Data entries
╔══
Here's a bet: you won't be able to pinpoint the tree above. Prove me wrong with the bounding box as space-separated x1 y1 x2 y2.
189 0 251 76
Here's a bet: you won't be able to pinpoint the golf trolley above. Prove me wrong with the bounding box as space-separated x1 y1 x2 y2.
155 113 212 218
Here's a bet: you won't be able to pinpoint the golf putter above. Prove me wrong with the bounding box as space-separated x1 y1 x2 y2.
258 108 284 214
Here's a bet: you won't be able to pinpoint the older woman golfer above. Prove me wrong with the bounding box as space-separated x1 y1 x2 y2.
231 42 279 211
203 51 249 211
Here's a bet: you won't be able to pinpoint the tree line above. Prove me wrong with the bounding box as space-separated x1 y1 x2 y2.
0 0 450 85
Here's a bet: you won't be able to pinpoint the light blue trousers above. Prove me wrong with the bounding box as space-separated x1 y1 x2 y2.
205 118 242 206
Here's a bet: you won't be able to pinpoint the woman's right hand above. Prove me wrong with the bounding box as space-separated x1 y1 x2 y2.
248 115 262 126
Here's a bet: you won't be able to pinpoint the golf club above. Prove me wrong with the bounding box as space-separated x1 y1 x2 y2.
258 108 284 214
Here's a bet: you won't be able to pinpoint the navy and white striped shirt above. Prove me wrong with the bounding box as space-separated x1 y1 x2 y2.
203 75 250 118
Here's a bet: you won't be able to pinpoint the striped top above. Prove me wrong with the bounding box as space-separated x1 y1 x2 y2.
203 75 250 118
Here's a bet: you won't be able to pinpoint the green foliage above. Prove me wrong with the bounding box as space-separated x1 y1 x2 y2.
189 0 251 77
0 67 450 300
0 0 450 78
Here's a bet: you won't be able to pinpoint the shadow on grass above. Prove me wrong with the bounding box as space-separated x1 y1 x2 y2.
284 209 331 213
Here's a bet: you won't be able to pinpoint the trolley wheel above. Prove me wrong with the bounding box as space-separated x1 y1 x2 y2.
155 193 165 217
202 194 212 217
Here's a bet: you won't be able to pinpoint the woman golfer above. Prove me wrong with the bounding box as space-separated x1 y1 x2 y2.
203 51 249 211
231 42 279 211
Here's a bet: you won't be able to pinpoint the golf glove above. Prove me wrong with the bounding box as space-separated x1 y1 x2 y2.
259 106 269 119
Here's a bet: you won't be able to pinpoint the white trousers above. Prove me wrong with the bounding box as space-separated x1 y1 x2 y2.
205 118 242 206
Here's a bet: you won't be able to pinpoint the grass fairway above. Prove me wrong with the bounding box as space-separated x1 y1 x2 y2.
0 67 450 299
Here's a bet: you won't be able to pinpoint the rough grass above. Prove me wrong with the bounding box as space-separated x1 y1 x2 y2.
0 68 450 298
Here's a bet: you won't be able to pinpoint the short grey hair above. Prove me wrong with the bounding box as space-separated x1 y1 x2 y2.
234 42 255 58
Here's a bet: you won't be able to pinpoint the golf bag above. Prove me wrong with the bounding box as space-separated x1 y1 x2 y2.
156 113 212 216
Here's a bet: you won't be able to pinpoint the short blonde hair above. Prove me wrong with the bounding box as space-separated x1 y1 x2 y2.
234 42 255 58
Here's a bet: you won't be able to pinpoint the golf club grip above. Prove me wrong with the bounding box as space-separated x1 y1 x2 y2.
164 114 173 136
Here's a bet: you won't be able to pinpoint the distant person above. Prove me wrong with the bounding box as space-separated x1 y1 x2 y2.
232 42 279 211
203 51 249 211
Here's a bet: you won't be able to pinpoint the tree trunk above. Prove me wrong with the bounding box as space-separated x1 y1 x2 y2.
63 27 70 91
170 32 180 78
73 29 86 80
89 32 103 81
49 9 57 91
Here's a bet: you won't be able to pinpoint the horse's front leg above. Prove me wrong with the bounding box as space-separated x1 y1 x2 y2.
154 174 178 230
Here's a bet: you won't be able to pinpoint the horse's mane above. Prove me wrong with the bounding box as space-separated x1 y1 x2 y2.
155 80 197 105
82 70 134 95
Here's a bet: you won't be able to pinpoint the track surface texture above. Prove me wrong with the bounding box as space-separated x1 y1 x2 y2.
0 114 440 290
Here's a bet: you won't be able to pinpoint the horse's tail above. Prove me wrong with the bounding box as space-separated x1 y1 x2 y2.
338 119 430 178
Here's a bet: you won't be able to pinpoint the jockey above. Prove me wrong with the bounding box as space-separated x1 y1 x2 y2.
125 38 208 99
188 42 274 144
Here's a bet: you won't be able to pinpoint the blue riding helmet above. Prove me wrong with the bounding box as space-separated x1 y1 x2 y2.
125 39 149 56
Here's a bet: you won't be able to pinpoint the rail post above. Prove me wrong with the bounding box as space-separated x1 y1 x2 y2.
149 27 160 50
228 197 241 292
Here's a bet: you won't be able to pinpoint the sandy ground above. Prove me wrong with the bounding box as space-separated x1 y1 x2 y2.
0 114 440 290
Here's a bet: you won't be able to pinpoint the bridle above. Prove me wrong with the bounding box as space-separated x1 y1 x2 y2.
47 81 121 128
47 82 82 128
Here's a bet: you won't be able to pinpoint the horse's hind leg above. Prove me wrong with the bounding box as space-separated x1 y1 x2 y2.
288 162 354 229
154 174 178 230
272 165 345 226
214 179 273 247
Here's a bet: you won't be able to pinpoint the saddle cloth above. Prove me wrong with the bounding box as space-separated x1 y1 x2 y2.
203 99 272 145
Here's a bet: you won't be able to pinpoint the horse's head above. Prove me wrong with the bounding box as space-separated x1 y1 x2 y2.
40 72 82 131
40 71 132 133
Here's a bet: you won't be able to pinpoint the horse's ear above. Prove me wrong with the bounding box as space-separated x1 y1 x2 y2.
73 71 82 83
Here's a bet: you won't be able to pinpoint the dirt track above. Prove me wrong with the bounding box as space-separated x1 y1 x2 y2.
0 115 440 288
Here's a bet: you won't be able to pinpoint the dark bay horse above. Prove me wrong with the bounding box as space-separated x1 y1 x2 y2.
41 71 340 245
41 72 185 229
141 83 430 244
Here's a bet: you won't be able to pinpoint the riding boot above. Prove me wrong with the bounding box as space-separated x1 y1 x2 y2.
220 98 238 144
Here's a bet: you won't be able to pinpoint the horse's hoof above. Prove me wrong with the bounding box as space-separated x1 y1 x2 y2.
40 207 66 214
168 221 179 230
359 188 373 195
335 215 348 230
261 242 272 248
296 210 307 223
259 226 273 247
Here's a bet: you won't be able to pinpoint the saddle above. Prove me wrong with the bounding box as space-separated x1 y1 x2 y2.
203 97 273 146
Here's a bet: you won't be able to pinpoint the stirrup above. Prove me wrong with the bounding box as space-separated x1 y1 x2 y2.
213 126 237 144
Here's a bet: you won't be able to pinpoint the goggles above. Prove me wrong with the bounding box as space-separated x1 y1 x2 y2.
╚══
_Task to carry out_
Report every line in the listing above that contains the word "track".

_Expected answer_
Here's a bet: you won't be able to pinpoint the track surface texture above. Prove me wrong with the bounding box as space-separated x1 y1 x2 y2.
Here's a bet: you won't be able to pinpoint the dirt track above. Prove me wrong with the bounding box as space-separated x1 y1 x2 y2.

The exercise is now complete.